Deborah Baker, conservator of archival materials, is methodically restoring the archives of the Tulsa Foundation for Architecture, preserving thousands of irreplaceable drawings from the city’s oil-boom history.
Read the article in the Tulsa World.
“The drawings include floor plans, sections and elevations for some of the most iconic landmarks in Tulsa, from downtown skyscrapers to Southern Hills Country Club. In many cases, where historic structures have been torn down, these drawings offer the only surviving records that show how the buildings looked. Unfortunately, no one ever expected to keep these drawings forever, and many of them have been folded, creased, torn and taped back together.
“These are working drawings that people rolled up and took to construction sites,” Baker says. “You’ll see coffee stains and cigarette burns. And you see a lot of stuff like this,” she says, picking up a floor plan that has been Scotch-taped together. “It’s probably been like this for 50 years.”
Carefully, millimeter by millimeter, Baker removes one piece of tape to expose a tear in the yellowed drawing. She’ll use wispy Japanese tissues to fill in the gap, painstakingly cutting and pasting the new section of paper until it fits perfectly with the old part….
The foundation hopes to relocate later this year, taking the archives to a larger space where some of the drawings will go on display for the first time.
“These are truly works of art,” says Executive Director Lee Anne Zeigler. “People are going to be amazed at the detail and intricacies, all done by hand.” Her favorites include the elaborate, art deco elevations of the Medical Arts Building, designed in 1927 by well-known architect Joseph Koberling. Standing at Sixth Street and Boulder Avenue, it was knocked down in the early 1980s to make room for ONEOK Plaza.
“Look at this detail,” Zeigler says, pointing at the decorative chain links that supported the awning over the Medical Arts entrance. “A draftsman must have spent hours and hours on this one little section. You would never see that done today.”
The foundation’s archives include more than 35,000 original drawings, most dating from the early 1900s through the 1970s, when computer-assisted design began to replace hand drawings….
A federal grant last year allowed the foundation to bring in a specialist to help restore the archives [and to train staff in preservation and basic stabilization techniques].”

_LIST OF TASKS_.
A – Reproduce the passage from the archive restoration article above word for word, from "Deborah Baker, conservator" up to and including "the Tulsa World.".
B – According to the archive restoration article above, why are so many of the drawings folded, torn or taped? Answer in one to three sentences.

_SUPPLIED MATERIAL_.
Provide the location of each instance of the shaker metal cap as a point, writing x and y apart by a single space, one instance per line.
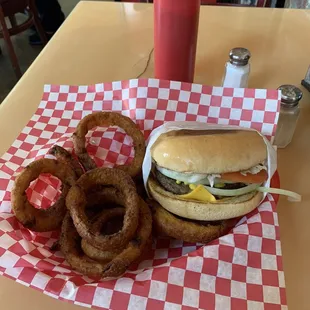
290 95
239 56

_YOUR RESPONSES_.
A –
Deborah Baker, conservator of archival materials, is methodically restoring the archives of the Tulsa Foundation for Architecture, preserving thousands of irreplaceable drawings from the city’s oil-boom history.
Read the article in the Tulsa World.

B – No one ever expected to keep the drawings forever. They were working drawings that people rolled up and carried to construction sites, so many were folded, creased, torn and taped back together.